Set task » Lay out every line of the listing below as a numbered list, skipping blank lines and leaving the pictures out.
====
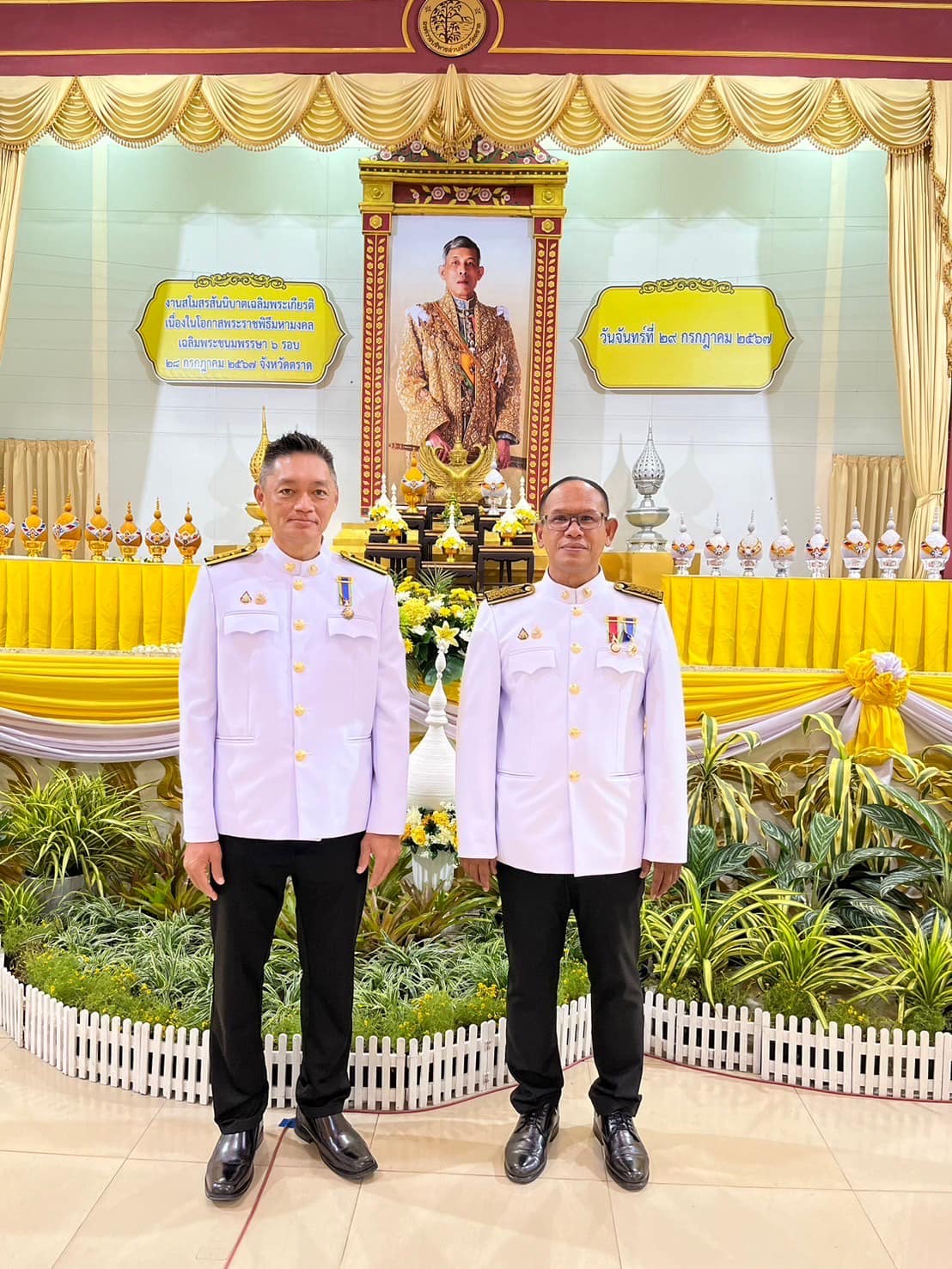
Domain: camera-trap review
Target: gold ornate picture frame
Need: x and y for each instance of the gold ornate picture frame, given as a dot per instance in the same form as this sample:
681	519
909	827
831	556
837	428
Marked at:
483	181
====
Solution for this problem »
1. Domain: camera-trap review
2. Target: gold ornate picture frame
3. Need: x and y for each instance of the gold ornate picture frame, given as a dot per instance in the same form as this sample:
4. 681	519
5. 909	827
6. 831	556
7. 837	428
8. Marked at:
9. 483	181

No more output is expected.